*YANG DITANYAKAN*:
1) Tentukan apakah setiap pernyataan berikut sesuai dengan berita tentang pengaduan kader kesehatan Surabaya, lalu jawab ya atau tidak disertai kutipan persis dari berita yang menjadi penentunya. (a) Para kader kesehatan diterima oleh Dyah Katarina. (b) Poerwati adalah kader dari Kelurahan Kertajaya. (c) Para kader yang hadir mengaku membutuhkan uang.
2) Salin tanpa perubahan bagian berita tentang pengaduan kader kesehatan Surabaya yang dimulai pada "Dikatakan, akademisi itu" dan berakhir pada "dikutip dari diagramkota.".
3) Lanjutkan berita tentang pengaduan kader kesehatan Surabaya, mulai setelah kalimat terakhir yang tertera.

*TEKS YANG DIBERIKAN*:
- - -

Kader Kesehatan wadul ke Fraksi PDI-P DPRD Surabaya (Foto: IN/ist)

INFOnews.id | Surabaya - Fraksi PDI Perjuangan DPRD Kota Surabaya, didatangi puluhan Kader Kesehatan Surabaya, mereka mengadu soal kebijakan Walikota Eri Cahyadi terkait ‘Kader Hebat Surabaya’. Melalui Forum Discussion Group (FGD), mereka diterima oleh Dyah Katarina yang juga Bendahara Fraksi PDI-P DPRD Surabaya.

Satu per satu, mereka menceritakan pengalamannya yang rela berkorban demi kesejahteraan dan kesehatan warga di kampungnya.

"Tujuan kami adalah ingin menyatukan visi misi dan mengembalikan citra sekaligus tugas kader seperti dulu,” ungkap Poerwati, kader senior dari Kelurahan Kertajaya, Kecamatan Gubeng.

”Kebijakan pemerintah (Surabaya, red) saat ini membuat kader carut marut, enggak jelas karena tidak ada sosialisasi lebih dulu,” tambahnya. e

Dijelaskan, kebijakan Pemkot berubah-ubah sehingga kader bingung harus berbuat apa. Salah satunya adalah kebijakan memilah-milah Kader. ”Sejatinya Kader apapun itu adalah satu kesatuan, jangan diukur dengan tingkat akademisi,” katanya. 

Dikatakan, akademisi itu teori terkadang berbeda dengan yang ada di lapangan. ”Kami, kader apapun melayani masyarakat dengan hati. Dari awal Posyandu, kader tidak hanya bekerja, tapi juga donasi untuk membiayai pelayanan Balita. Begitu juga untuk pelayanan-pelayanan yang lain,” ungkap Poerwati yang mengaku Pilkada kemarin menjadi Timses Eri Cahyadi Walikota.

”Bukan kami membantah satu kebijakan, tapi kami ingin keluhan kami ini ada solusi. Kami merasa tidak nyaman karena membentuk atau merekrut kader itu tidak mudah. Kebersamaan para kader sangat luar biasa dan itu sudah terbukti,” urainya, dikutip dari diagramkota.

Poerwati mewakili para kader yang hadir mengaku tidak butuh atau berharap uang. Tetapi kalau itu ada sebagai satu penghargaan, ya patut dihargai dan terima kasih. "Tapi bukan berarti untuk mengkotak-kotakkan kita (kader), karena kita ini satu kesatuan,” jelasnya.

Meski tugas-tugas yang tumpang tindih, Poerwati memastikan para kader pasti punya laporan. ”Lurah dan Camat jarang yang tahu tugas-tugas kita, karena langsung dikoordinasikan dengan Dinas, seperti Dinkes, DP5KB.”

Hal ini menurut Dyah, tidak terjawab oleh Walikota. ”Tidak dijawab, ndak tau pembisiknya siapa, intinya nanti banyak kader tidak diaktifkan. ini yang nggak pas," sesalnya.

- - -

*DATA YANG DITAMPILKAN*:
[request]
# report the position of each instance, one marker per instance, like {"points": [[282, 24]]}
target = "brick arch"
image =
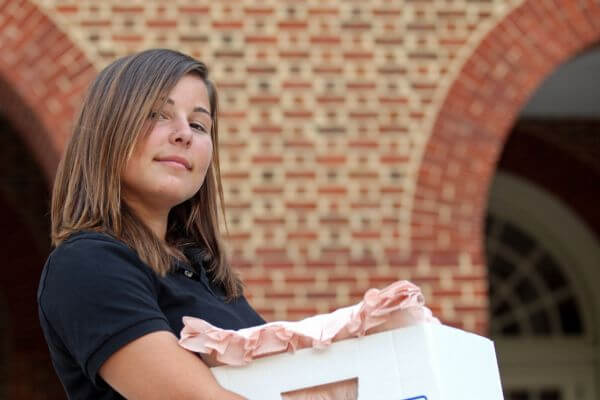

- - -

*JAWABAN LATIHAN*:
1)
(a) Ya: "mereka diterima oleh Dyah Katarina yang juga Bendahara Fraksi PDI-P DPRD Surabaya"
(b) Ya: "kader senior dari Kelurahan Kertajaya, Kecamatan Gubeng"
(c) Tidak: "mengaku tidak butuh atau berharap uang"

2)
Dikatakan, akademisi itu teori terkadang berbeda dengan yang ada di lapangan. ”Kami, kader apapun melayani masyarakat dengan hati. Dari awal Posyandu, kader tidak hanya bekerja, tapi juga donasi untuk membiayai pelayanan Balita. Begitu juga untuk pelayanan-pelayanan yang lain,” ungkap Poerwati yang mengaku Pilkada kemarin menjadi Timses Eri Cahyadi Walikota.

”Bukan kami membantah satu kebijakan, tapi kami ingin keluhan kami ini ada solusi. Kami merasa tidak nyaman karena membentuk atau merekrut kader itu tidak mudah. Kebersamaan para kader sangat luar biasa dan itu sudah terbukti,” urainya, dikutip dari diagramkota.

3)
Kader ini muncul dari panggilan jiwa, kegotong royongan dan keikhlasan. ”Awalnya sukarela, dulu ndak ada insentif tetep jalan. Seperti Posyandu dan sebagainya. Nah ketika sudah jalan, la kok dibilang ndak aktif," urainya. 

DK panggilan Dyah Katarina menjelaskan, kalau dikampung pastinya ada kader yang aktif, setengah aktif bahkan seperempat aktif karena mereka punya rumah tangga. Namun mereka saling mengisi dan saling membantu.

”Ini yang membuat mereka enjoy. Mereka berterima kasih kalau ada apresiasi dari Pemkot, kalau memang ndak mampu yang ndak masalah, tapi caranya jangan main pecat,” tegas anggota DPRD dua periode ini.

Harapannya, semua kebijakan Walikota terkait kader, selalu dibicarakan dan diambil yang terbaik untuk Kota Surabaya.

”Jangan ada keputusan yang seolah seperti membalikkan telapak tangan. Ini seperti sulapan-sulapan. Kayaknya, titik tolaknya ada di kasus Stunting yang melonjak dan dianggap kader tidak bekerja, padahal ini tanggung jawab Pemkot, dan kader hanya membantu," ungkap mantan Ketua PKK Surabaya ini.

Dijelaskan, tugas kader tak hanya terkait stunting. Masalah edukasi pengelolaan sampah, juga menjadi tugas kader, meski sekarang tidak diaktifkan. ”Ini kayaknya tidak melihat aturan yang diatas, bolehlah membuat pakem sendiri, tapi yang namanya PPK harus mengikuti pusat. Ini ada yang mis, ada yang tidak memberikan informasi yang benar kepada Walikota sehingga jadinya seperti ini," tegasnya.

Dyah mengingatkan sekaligus mempersilahkan kalau ada niat baik untuk menata kader. Tetapi kita wajib mengedepankan bahwa kader, awalnya adalah keiklasan dan kegotong royongan. ”Bukan berdasarkan SPJ. Kalau masalah laporan, ‘Kucing diraupi’, difoto dan dilaporkan. Kan nuansanya laporan,” urainya.

”Kader ini mudah diajak ngomong,” tegas Dyah.

Melihat kegaduhan ini, rencana Komisi D akan memanggil beberapa pihak terkait.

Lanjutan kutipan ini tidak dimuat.